+++ EXERCISE MATERIALS +++

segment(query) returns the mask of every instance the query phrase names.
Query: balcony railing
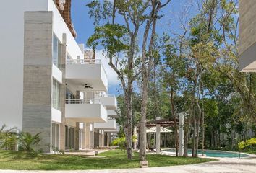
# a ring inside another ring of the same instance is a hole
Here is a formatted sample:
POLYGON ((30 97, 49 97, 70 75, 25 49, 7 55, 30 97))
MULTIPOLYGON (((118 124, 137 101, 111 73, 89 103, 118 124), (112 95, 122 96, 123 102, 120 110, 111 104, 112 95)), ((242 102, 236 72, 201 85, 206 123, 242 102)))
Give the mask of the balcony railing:
POLYGON ((101 63, 101 59, 67 59, 67 64, 91 64, 101 63))
POLYGON ((67 99, 66 104, 101 104, 101 99, 67 99))

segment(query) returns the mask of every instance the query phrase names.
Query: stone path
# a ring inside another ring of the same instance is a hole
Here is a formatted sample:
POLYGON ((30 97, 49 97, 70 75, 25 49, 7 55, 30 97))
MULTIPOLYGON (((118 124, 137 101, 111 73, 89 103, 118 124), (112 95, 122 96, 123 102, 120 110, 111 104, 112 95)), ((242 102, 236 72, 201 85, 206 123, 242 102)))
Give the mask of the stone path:
MULTIPOLYGON (((219 159, 219 161, 197 164, 144 169, 124 169, 87 171, 12 171, 0 170, 0 173, 256 173, 256 159, 219 159)), ((0 163, 1 164, 1 163, 0 163)))

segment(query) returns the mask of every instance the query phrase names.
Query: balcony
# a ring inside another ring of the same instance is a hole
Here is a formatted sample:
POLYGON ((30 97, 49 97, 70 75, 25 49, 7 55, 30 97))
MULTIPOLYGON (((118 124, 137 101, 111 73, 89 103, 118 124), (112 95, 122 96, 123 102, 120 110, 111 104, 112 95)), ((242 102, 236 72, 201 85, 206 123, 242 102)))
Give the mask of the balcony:
POLYGON ((120 125, 116 124, 116 128, 114 130, 104 130, 104 132, 108 133, 119 133, 120 131, 120 125))
POLYGON ((101 130, 116 130, 116 121, 114 117, 108 117, 106 123, 94 123, 94 128, 101 130))
POLYGON ((108 110, 108 117, 119 117, 119 115, 115 110, 108 110))
POLYGON ((80 91, 108 90, 108 79, 101 60, 67 60, 66 79, 69 86, 80 91), (91 87, 85 88, 85 84, 91 87))
POLYGON ((116 110, 117 102, 114 95, 106 95, 101 97, 96 97, 101 100, 102 105, 103 105, 107 110, 116 110))
POLYGON ((106 123, 108 112, 99 99, 66 99, 65 117, 76 122, 106 123))

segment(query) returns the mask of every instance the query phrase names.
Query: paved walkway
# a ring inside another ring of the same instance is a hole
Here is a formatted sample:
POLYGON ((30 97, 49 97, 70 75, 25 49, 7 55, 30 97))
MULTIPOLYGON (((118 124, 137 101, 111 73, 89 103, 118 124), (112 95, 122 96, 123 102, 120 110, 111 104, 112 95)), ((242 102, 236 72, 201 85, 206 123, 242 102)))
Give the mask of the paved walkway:
MULTIPOLYGON (((1 163, 0 163, 1 164, 1 163)), ((256 159, 220 159, 219 161, 208 163, 154 167, 144 169, 124 169, 113 170, 88 171, 11 171, 0 170, 0 173, 256 173, 256 159)))

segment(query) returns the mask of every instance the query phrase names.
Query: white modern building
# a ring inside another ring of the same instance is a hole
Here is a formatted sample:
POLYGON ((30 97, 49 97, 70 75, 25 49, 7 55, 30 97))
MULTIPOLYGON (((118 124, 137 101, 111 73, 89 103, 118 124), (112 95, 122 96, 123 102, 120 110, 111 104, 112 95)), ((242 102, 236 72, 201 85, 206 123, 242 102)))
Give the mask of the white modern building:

+++

- GIVEN INSTRUCTION -
Rewrite all of the data above, replacing every "mask" with "outline" and changing nothing else. Leave the pictures out of your version.

- RESPONSE FOR THIS EXERCISE -
segment(query) returns the outline of every instance the query phrase names.
Query: balcony railing
# a ring inside another ring of the same instance is a hole
Here is a formatted sample:
POLYGON ((30 97, 49 97, 70 75, 25 49, 7 55, 30 97))
MULTIPOLYGON (((118 124, 137 101, 111 73, 89 103, 118 124), (112 95, 122 96, 123 102, 120 110, 111 104, 112 95)), ((242 102, 236 72, 201 85, 206 123, 242 102)))
Give the outline of the balcony railing:
POLYGON ((101 63, 101 59, 67 59, 67 64, 91 64, 101 63))
POLYGON ((67 99, 66 104, 101 104, 101 99, 67 99))

segment(query) returns the outline of every instance the query phrase names.
Query: stone path
# a ring inside another ring of the same instance is a hole
Here is a formatted sample:
POLYGON ((30 97, 49 97, 70 75, 25 49, 7 55, 30 97))
MULTIPOLYGON (((118 124, 137 101, 111 73, 89 103, 118 124), (112 95, 122 96, 123 102, 120 110, 111 104, 112 95)), ((242 102, 236 72, 201 85, 206 123, 242 102)))
Give the outline of the stone path:
MULTIPOLYGON (((219 159, 219 161, 197 164, 144 169, 124 169, 87 171, 12 171, 0 170, 0 173, 256 173, 256 159, 219 159)), ((0 163, 1 164, 1 163, 0 163)))

segment(query) returns the outline of every instance the query phrase names.
Query: balcony
# a ring inside another ring of the same instance is a hole
Here is a formatted sample:
POLYGON ((30 97, 49 97, 70 75, 25 49, 7 55, 30 97))
MULTIPOLYGON (((118 124, 137 101, 111 73, 89 103, 118 124), (112 95, 122 96, 123 102, 120 110, 111 104, 112 95)), ((242 102, 236 72, 201 85, 206 123, 242 102)))
Give the outline of the balcony:
POLYGON ((120 125, 116 124, 116 128, 114 130, 104 130, 104 132, 108 133, 119 133, 120 131, 120 125))
POLYGON ((101 130, 116 130, 116 121, 114 117, 108 117, 106 123, 94 123, 94 128, 101 130))
POLYGON ((108 110, 108 117, 119 117, 119 115, 115 110, 108 110))
POLYGON ((80 91, 108 90, 108 79, 101 60, 67 60, 66 79, 69 86, 80 91), (91 87, 85 88, 85 84, 91 87))
POLYGON ((116 110, 117 102, 114 95, 106 95, 101 97, 96 97, 101 100, 102 105, 103 105, 107 110, 116 110))
POLYGON ((106 123, 108 112, 99 99, 66 99, 65 117, 76 122, 106 123))

segment(query) returns the outline of every instance the query phrase names.
Query: paved walkway
# a ring inside another ring of the same instance is a hole
Here is a formatted sample:
POLYGON ((30 97, 49 97, 70 75, 25 49, 7 55, 30 97))
MULTIPOLYGON (((118 124, 137 101, 111 73, 89 103, 118 124), (112 95, 122 96, 123 102, 120 110, 111 104, 112 95)), ((242 102, 236 72, 201 85, 206 123, 242 102)))
Give the outline of the paved walkway:
MULTIPOLYGON (((1 163, 0 163, 1 164, 1 163)), ((256 159, 220 159, 219 161, 208 163, 154 167, 144 169, 124 169, 113 170, 88 171, 11 171, 0 170, 0 173, 256 173, 256 159)))

segment(query) returns the outline of every instance the query phrase names.
Query: white modern building
# a ring inside another ring of the same instance is a hole
Here is a formatted sample:
POLYGON ((30 97, 49 97, 70 75, 25 49, 7 55, 30 97))
MULTIPOLYGON (((118 124, 137 101, 111 73, 89 103, 118 124), (112 95, 122 96, 123 102, 120 110, 111 104, 112 95)), ((242 102, 236 72, 201 85, 206 123, 242 102)))
Give the outline of the white modern building:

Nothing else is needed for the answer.